§ **Prompt**: Each record below has to be printed verbatim.

§ **Records for the exercise**:

=======

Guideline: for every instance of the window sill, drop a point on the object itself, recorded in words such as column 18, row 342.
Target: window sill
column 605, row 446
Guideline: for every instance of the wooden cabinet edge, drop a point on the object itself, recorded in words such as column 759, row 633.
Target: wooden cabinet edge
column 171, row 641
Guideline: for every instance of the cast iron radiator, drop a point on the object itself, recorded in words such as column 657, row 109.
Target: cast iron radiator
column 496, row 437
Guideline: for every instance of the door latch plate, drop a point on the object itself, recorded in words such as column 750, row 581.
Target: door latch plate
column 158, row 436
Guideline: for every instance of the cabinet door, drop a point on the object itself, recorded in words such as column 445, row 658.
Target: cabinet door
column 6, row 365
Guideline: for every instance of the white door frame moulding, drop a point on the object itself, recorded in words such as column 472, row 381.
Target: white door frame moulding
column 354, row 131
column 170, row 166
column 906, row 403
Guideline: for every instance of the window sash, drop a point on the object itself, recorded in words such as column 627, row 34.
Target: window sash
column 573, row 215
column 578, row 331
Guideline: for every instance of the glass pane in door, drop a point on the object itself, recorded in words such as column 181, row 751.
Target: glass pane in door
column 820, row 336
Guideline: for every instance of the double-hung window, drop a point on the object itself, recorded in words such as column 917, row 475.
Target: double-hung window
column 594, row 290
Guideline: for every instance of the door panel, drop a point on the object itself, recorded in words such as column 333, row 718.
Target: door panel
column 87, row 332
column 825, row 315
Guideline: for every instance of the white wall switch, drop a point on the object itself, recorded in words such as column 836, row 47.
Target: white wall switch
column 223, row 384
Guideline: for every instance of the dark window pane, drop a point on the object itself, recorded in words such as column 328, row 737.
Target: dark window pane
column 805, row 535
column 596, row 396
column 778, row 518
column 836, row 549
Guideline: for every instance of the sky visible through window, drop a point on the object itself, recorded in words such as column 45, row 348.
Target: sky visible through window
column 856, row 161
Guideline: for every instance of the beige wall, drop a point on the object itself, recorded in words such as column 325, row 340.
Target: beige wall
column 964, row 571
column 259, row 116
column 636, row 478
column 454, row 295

=======

§ **Solution for this exercise**:
Guideline: for every instance of the window sill, drop a point on the object itself, recorded in words such as column 18, row 342.
Target: window sill
column 605, row 446
Guideline: for every instance of the wooden cabinet edge, drop a point on the object itself, recorded in words such as column 759, row 633.
Target: wooden cabinet edge
column 171, row 641
Guideline: for every instance of the cast iron radiator, drop a point on the object itself, recorded in words such as column 657, row 109.
Target: cast iron radiator
column 496, row 437
Guideline: for every instance of the door latch plate, drop a point on the object itself, recorded in words such as column 750, row 581.
Target: door latch plate
column 158, row 436
Guideline: for every instance of the cabinet door, drop a point on the object itself, recorded in words such as column 445, row 658.
Target: cabinet door
column 6, row 365
Guideline: for every instance of the white door frame moulding, drop a point on the object itself, recorded in words such as column 472, row 381.
Target: white door frame moulding
column 354, row 131
column 170, row 166
column 906, row 403
Guideline: for every instance of the window sash, drop a point on the object itself, recorded in words such as column 627, row 34.
Target: window sash
column 573, row 215
column 578, row 331
Guideline: for every instance of the glass pane in door, drop a point on the object itself, recorded in words such as column 181, row 751.
Target: glass pane in door
column 820, row 336
Guideline: for every instance of the double-hung window, drop a point on the object itself, recorded in words such as column 917, row 475.
Target: double-hung window
column 594, row 290
Guideline: for every instance of the door panel, drop a point on the object itself, recorded in words such as column 333, row 718.
Target: door panel
column 87, row 332
column 825, row 315
Guideline: for every instance of the white wall switch, drop a point on the object itself, recorded in words such as column 836, row 47.
Target: white wall switch
column 223, row 384
Guideline: for every instance of the dark window pane, drop a point on the object itself, recorded in words such as column 328, row 737.
Target: dark window pane
column 805, row 535
column 596, row 396
column 778, row 518
column 836, row 549
Guideline: for every instance of the sky visible through window, drop a point on the object itself, recorded in words such as column 45, row 348.
Target: sky visible through window
column 856, row 161
Guideline: for every instance of the beige wall, drop a point on the object itself, recorded in words such as column 325, row 340.
Target: beige wall
column 964, row 571
column 259, row 116
column 636, row 478
column 454, row 295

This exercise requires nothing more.